[Object location annotation data]
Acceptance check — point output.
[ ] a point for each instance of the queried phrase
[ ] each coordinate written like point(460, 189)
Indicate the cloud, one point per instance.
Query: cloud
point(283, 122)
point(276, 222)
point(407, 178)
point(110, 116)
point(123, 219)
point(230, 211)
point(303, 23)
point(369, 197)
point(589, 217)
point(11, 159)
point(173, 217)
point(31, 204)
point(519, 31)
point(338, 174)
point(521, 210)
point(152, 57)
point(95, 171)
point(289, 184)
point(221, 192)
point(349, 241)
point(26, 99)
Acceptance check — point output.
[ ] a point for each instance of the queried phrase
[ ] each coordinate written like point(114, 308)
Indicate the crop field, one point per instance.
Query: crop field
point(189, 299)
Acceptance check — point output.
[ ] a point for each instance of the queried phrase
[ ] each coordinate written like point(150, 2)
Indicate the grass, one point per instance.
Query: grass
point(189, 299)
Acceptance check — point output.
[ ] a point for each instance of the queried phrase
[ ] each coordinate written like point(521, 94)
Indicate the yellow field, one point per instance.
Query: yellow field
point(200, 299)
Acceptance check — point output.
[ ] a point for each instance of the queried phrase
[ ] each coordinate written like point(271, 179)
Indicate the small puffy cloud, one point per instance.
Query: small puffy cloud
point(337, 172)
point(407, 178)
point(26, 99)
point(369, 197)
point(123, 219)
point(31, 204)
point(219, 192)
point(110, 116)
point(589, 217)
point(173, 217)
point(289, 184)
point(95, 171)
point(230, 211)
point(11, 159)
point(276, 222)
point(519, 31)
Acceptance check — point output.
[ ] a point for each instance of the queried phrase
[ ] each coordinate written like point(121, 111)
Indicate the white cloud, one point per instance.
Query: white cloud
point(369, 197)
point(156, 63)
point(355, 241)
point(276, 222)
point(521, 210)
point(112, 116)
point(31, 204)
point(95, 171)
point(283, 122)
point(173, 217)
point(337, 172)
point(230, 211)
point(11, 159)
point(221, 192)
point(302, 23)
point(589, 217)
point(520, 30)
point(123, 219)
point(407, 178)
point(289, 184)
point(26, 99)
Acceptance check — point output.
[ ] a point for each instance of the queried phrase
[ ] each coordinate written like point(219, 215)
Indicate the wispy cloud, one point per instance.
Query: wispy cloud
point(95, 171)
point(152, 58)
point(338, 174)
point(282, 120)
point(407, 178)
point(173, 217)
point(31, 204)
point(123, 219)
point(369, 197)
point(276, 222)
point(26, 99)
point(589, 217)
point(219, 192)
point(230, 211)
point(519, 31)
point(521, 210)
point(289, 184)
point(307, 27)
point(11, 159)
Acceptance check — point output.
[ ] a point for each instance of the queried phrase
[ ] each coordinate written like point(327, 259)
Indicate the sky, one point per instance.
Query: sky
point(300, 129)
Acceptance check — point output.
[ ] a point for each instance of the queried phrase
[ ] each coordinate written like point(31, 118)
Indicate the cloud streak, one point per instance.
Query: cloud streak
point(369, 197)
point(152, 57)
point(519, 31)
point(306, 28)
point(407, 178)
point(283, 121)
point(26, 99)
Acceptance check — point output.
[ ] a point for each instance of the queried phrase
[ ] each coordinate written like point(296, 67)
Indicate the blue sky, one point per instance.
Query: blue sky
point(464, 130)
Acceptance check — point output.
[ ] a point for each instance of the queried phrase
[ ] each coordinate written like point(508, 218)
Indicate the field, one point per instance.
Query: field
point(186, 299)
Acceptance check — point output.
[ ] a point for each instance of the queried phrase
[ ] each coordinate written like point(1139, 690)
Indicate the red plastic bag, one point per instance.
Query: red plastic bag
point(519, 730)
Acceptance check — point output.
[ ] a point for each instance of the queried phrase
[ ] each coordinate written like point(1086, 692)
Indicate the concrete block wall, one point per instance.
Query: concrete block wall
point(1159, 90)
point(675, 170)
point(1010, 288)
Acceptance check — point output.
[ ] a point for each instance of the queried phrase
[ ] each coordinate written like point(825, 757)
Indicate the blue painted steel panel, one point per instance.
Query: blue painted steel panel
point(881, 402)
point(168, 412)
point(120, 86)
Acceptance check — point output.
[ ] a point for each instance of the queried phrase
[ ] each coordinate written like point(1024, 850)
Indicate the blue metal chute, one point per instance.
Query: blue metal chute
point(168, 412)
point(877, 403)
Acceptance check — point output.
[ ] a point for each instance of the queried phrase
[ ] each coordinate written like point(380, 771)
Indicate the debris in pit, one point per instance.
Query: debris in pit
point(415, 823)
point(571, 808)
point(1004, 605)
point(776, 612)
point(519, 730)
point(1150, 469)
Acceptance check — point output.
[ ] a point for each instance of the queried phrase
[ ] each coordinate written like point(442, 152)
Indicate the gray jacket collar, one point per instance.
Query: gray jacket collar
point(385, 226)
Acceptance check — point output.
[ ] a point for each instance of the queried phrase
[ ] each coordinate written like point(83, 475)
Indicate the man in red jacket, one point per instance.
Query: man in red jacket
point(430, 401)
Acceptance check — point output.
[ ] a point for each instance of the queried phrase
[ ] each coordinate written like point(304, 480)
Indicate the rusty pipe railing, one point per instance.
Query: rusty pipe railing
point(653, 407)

**What you need to do**
Return what is listed above, exactly and completely.

**Complete answer**
Acceptance check — point output.
[ ] a point for each instance of the queried phrase
[ ] each coordinate written like point(460, 189)
Indicate the cloud, one point per instance.
Query: cloud
point(283, 122)
point(276, 222)
point(407, 178)
point(110, 116)
point(123, 219)
point(230, 211)
point(303, 23)
point(369, 197)
point(589, 217)
point(11, 159)
point(173, 217)
point(31, 204)
point(519, 31)
point(338, 174)
point(521, 210)
point(152, 57)
point(95, 171)
point(289, 184)
point(221, 192)
point(349, 241)
point(26, 99)
Acceptance check — point output.
[ ] a point for each instance of the queried phrase
[ ] each coordinate written like point(114, 308)
Indicate the crop field, one point per instance.
Query: crop field
point(189, 299)
Acceptance check — point output.
[ ] a point for each instance of the queried phrase
[ ] each coordinate written like point(150, 2)
Indicate the grass, one point per instance.
Query: grass
point(189, 299)
Acceptance check — point output.
[ ] a point for each instance of the queried phrase
[ ] each coordinate written like point(521, 94)
Indicate the yellow field, one point per instance.
Query: yellow field
point(200, 299)
Acceptance check — point output.
[ ] a point for each instance of the queried phrase
[ ] each coordinate written like point(271, 179)
Indicate the small puffy cloud, one point per instance.
Query: small puffy cloud
point(337, 172)
point(407, 178)
point(26, 99)
point(369, 197)
point(123, 219)
point(31, 204)
point(219, 192)
point(110, 116)
point(589, 217)
point(173, 217)
point(289, 184)
point(95, 171)
point(230, 211)
point(11, 159)
point(276, 222)
point(519, 31)
Acceptance check — point output.
[ ] a point for each instance of the queried phrase
[ ] each coordinate written like point(121, 111)
Indicate the white cloud, one point per instance.
Query: white cloud
point(369, 197)
point(156, 63)
point(355, 241)
point(276, 222)
point(521, 210)
point(112, 116)
point(31, 204)
point(95, 171)
point(283, 122)
point(173, 217)
point(337, 172)
point(230, 211)
point(11, 159)
point(221, 192)
point(302, 23)
point(589, 217)
point(520, 30)
point(123, 219)
point(407, 178)
point(289, 184)
point(26, 99)
Acceptance check — point output.
[ ] a point for each instance of the queried phrase
[ ] each coordinate written like point(219, 215)
Indicate the wispy cloud, one point per instance.
Query: wispy cloud
point(95, 171)
point(152, 58)
point(338, 174)
point(282, 120)
point(407, 178)
point(173, 217)
point(31, 204)
point(123, 219)
point(369, 197)
point(276, 222)
point(26, 99)
point(589, 217)
point(219, 192)
point(230, 211)
point(519, 31)
point(521, 210)
point(289, 184)
point(307, 27)
point(11, 159)
Acceptance check — point output.
[ ] a point for each instance of the queried phrase
[ ] each coordinate written like point(327, 259)
Indicate the sky, one point per instance.
Query: sky
point(300, 129)
Acceptance check — point output.
[ ] a point for each instance of the queried phrase
[ ] each coordinate written like point(31, 118)
Indicate the cloud streak, one point per instance.
Query: cloud streak
point(369, 197)
point(152, 57)
point(519, 31)
point(306, 28)
point(407, 178)
point(283, 121)
point(26, 99)
Acceptance check — point output.
[ ] a point for each instance of the queried phrase
[ ] each coordinate written like point(296, 67)
Indicate the blue sky, one point per instance.
Query: blue sky
point(464, 130)
Acceptance check — point output.
[ ] a point for each instance of the queried phrase
[ ] each coordinate written like point(508, 218)
Indicate the field, one point per instance.
Query: field
point(186, 299)
Acceptance check — point output.
[ ] a point for each instance of the queried phrase
[ ] each coordinate written like point(1139, 690)
Indicate the red plastic bag, one point per instance.
Query: red plastic bag
point(519, 730)
Acceptance check — point output.
[ ] a point for each instance of the queried phrase
[ ] each coordinate written like point(1086, 692)
Indicate the concrete block wall, one point per instance.
Query: concrete block wall
point(1159, 90)
point(675, 170)
point(1010, 288)
Acceptance check — point output.
[ ] a point for each instance of the queried phrase
[ ] each coordinate written like point(825, 757)
Indicate the blue painted steel panel, one point per instance.
Query: blue painted steel panel
point(881, 402)
point(168, 412)
point(120, 86)
Acceptance check — point output.
[ ] a point for each instance of the queried phrase
[ ] each coordinate written like point(1024, 850)
Indicate the blue metal chute, one point per instance.
Query: blue metal chute
point(168, 412)
point(877, 403)
Acceptance check — point output.
[ ] a point for each instance of the queried phrase
[ ] each coordinate written like point(380, 771)
Indicate the debris in pit, one point per instance.
Query: debris in pit
point(415, 823)
point(571, 808)
point(1004, 605)
point(776, 612)
point(519, 730)
point(1150, 469)
Acceptance check — point output.
[ ] a point for each instance of the queried phrase
[ ] each coordinate written like point(442, 152)
Indicate the gray jacket collar, one point per instance.
Query: gray jacket collar
point(385, 226)
Acceptance check — point output.
[ ] a point for each instance of the queried phrase
[ ] each coordinate written like point(83, 475)
Indicate the man in red jacket, one point per instance.
Query: man in red jacket
point(430, 401)
Acceptance check — point output.
[ ] a point for each instance of the queried phrase
[ ] each coordinate written like point(304, 480)
Indicate the rusty pipe railing, one point per instance.
Query: rusty pipe railing
point(653, 407)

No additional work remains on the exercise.